Prompt:
Search the data below for the word "after" and copy each line that holds it.

[Saved data entries]
=======
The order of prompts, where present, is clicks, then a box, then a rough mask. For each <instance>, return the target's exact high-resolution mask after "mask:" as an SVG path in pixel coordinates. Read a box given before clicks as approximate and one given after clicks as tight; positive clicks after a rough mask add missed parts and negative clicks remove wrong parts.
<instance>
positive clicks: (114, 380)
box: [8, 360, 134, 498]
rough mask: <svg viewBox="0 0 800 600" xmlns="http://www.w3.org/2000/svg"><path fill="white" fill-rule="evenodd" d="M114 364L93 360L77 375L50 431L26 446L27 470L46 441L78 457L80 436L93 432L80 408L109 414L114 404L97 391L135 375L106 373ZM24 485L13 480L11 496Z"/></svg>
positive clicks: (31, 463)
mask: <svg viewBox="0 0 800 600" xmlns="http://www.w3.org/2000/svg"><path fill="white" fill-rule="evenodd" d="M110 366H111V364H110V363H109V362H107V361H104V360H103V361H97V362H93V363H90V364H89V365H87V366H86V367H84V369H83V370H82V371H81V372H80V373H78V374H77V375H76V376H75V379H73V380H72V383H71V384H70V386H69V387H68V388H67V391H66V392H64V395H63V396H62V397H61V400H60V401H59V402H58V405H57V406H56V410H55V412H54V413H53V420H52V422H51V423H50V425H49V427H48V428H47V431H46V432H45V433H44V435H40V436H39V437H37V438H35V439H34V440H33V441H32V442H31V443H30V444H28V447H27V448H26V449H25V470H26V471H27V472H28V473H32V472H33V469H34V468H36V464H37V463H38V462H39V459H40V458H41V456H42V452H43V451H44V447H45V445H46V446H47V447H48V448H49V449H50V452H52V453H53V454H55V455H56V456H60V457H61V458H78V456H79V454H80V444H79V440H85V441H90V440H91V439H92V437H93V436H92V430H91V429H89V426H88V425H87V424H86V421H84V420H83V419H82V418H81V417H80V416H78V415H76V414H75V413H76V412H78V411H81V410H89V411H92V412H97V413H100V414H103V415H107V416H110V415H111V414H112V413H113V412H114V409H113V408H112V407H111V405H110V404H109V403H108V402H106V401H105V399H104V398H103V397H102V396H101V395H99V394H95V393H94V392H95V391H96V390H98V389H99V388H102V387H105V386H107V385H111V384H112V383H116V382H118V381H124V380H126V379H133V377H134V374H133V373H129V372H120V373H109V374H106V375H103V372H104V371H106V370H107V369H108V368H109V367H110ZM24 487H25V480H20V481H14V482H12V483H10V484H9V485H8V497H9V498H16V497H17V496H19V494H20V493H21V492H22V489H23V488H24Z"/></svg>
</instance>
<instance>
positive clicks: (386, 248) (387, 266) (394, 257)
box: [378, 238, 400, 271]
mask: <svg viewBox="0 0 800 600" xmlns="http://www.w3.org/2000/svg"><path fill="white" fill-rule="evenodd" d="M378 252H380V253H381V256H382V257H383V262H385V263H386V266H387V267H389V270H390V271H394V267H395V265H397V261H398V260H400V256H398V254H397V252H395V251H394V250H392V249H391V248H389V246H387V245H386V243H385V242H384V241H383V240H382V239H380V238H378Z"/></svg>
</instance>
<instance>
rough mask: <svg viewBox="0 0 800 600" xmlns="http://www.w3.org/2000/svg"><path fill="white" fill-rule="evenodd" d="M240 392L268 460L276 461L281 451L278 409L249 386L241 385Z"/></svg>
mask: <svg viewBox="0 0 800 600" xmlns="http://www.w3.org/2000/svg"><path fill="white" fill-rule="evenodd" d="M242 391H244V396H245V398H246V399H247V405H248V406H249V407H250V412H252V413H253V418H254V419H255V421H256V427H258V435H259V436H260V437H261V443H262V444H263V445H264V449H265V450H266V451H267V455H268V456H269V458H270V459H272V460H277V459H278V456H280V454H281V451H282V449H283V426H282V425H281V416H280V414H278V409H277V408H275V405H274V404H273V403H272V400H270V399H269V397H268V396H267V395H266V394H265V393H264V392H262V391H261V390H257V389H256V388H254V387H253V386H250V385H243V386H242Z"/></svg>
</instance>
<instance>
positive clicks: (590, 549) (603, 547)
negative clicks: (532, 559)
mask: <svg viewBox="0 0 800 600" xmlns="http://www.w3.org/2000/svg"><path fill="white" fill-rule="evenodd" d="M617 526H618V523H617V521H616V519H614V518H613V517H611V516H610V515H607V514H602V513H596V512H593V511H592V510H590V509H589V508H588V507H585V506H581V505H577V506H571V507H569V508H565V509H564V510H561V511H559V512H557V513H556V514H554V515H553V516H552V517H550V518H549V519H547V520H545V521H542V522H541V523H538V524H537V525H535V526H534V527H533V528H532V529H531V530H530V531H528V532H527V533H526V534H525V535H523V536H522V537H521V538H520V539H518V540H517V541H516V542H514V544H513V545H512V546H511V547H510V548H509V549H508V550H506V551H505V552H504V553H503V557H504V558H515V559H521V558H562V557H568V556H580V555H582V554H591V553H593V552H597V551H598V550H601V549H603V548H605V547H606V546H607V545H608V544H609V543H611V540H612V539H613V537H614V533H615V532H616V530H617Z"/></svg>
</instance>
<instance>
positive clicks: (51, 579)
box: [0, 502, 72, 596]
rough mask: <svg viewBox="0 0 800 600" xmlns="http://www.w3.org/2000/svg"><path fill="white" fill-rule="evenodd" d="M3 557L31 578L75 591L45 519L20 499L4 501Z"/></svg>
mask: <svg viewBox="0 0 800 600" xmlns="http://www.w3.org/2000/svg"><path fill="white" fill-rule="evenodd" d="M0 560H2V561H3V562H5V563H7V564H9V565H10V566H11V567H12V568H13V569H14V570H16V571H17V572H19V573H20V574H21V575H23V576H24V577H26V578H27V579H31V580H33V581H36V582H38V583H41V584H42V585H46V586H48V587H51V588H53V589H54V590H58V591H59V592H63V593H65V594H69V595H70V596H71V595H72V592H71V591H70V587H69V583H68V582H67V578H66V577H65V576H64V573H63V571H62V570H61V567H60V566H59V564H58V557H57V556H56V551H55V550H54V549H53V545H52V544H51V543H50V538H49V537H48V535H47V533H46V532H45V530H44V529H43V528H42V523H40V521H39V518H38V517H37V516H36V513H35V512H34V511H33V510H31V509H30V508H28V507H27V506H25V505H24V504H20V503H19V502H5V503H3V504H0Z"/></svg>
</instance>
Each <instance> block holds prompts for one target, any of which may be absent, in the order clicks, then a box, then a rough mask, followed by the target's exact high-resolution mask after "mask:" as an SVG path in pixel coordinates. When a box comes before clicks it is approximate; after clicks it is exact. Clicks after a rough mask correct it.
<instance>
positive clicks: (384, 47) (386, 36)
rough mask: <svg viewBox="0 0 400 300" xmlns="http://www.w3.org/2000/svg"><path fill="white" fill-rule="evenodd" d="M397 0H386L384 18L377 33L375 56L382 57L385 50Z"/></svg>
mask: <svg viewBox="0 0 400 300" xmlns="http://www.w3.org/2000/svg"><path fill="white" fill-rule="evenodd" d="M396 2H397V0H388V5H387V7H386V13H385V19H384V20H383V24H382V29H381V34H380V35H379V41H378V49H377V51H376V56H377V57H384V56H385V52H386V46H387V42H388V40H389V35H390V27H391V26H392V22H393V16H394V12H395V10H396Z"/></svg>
=======
Exercise response:
The order of prompts, where present, is clicks, then a box, then a rough mask. For each <instance>, return the target's exact high-resolution mask after "mask:" as an SVG path in pixel coordinates. Read a box given before clicks as approximate and one given after clicks as tight; positive clicks after a rough mask add missed parts and negative clicks remove wrong parts.
Each <instance> block holds prompts for one target, any of which may be absent, in the order clicks, then a box, then a rough mask, followed by the target's exact high-resolution mask after "mask:" as an SVG path in pixel coordinates. When a box comes before clicks it is approximate; after clicks it is exact. Clicks after a rough mask correct it.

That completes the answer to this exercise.